**Selected extract**
****

Sub-Hertz Fundamental Linewidth Infra-red SBS Lasers 

This is work is published on Nature Photonics: Gundavarapu, Sarat, et al. "Sub-hertz fundamental linewidth photonic integrated Brillouin laser." Nature Photonics 13.1 (2019): 60-67.

We accomplish narrow-linewidth lasers using the optical technique called stimulated Brillouin scattering (SBS). The process:

  • (a) Generation of an SBS S1 line in a Si3N4 waveguide Brillouin laser. Pump light injected into the resonator builds to high intensities, leading to spontaneous Brillouin scattering that populates S1. The circulating pump amplifies this incoherent Stokes light, initiating laser oscillation when the round-trip gain compensates for the resonator losses. Brillouin interactions couple counter-propagating optical fields (for example, pump and S1) through travelling sound waves that provide gain for optical amplification. Further increase in the pump power produces successive cascaded-order lasing where distinct wavelengths at the cavity resonances are emitted.

****

**Recorded data**
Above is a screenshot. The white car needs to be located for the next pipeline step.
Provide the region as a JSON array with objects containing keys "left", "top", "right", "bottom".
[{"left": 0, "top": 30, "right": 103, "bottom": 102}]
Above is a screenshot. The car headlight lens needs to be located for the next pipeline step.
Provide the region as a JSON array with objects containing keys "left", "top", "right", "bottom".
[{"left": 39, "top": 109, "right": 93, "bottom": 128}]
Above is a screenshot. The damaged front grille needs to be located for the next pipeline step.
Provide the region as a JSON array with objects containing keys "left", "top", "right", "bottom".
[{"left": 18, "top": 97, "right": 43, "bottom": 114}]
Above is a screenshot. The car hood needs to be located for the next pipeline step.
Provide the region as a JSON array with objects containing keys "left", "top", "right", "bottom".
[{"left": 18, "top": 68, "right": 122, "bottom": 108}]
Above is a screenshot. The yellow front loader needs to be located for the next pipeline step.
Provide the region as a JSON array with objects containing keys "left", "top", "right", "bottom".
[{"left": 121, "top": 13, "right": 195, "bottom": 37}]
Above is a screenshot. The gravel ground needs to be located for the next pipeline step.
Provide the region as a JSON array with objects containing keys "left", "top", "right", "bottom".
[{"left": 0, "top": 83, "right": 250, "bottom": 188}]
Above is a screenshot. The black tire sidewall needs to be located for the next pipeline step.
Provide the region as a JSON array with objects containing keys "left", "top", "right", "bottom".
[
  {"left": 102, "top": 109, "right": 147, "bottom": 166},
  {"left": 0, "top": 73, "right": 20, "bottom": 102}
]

****

**List of tasks**
A - Reproduce the stretch of the passage on Brillouin lasers from "Sub-Hertz Fundamental Linewidth Infra-red" through "Photonics 13.1 (2019): 60-67." word for word.
B - Extend the passage on Brillouin lasers beyond its last sentence.
The entries aren't needed here.

**Solved tasks**
A -
Sub-Hertz Fundamental Linewidth Infra-red SBS Lasers 

This is work is published on Nature Photonics: Gundavarapu, Sarat, et al. "Sub-hertz fundamental linewidth photonic integrated Brillouin laser." Nature Photonics 13.1 (2019): 60-67.

B -
  • (b) Laser resonator modes, broadened Brillouin gain spectra (ΔνGB), and input pump and generated S1 spectra are illustrated in black, green, blue and red, respectively. The Brillouin gain peak is offset from the pump by ΔνB = νP – νS1 ~ 11 GHz, where νP is the pump frequency and νS1 is the frequency of S1.
  • (c) Illustration of phonon generation in an ultralow-loss, high-Q optical resonator without acoustic guiding, where the long optical photon lifetime facilitates continuous generation of short-lived phonons. The large gain spectral width ΔνGB is determined by the fast phonon decay rate. The weak Stokes beam is amplified as it propagates along the waveguide by energy transfer from the pump beam via the phonons. Bulk-like phonons, illustrated as the green diffracting semi-circular waves, have a phonon decay rate three to four times faster than other chip-scale Brillouin lasers and are advantageous for realizing a narrow-linewidth laser.

Notes: The quantities ΔνR, ΔνP and ΔνS1 denote the resonator, pump and S1 linewidths, respectively. The quantities vg and VL denote the optical group velocity and longitudinal acoustic velocity, respectively.

Fig. 2. SBS laser working principles.
Fig. 2. SBS laser working principles.

We can quantify the linewidth of our narrow-linewidth SBS lasers.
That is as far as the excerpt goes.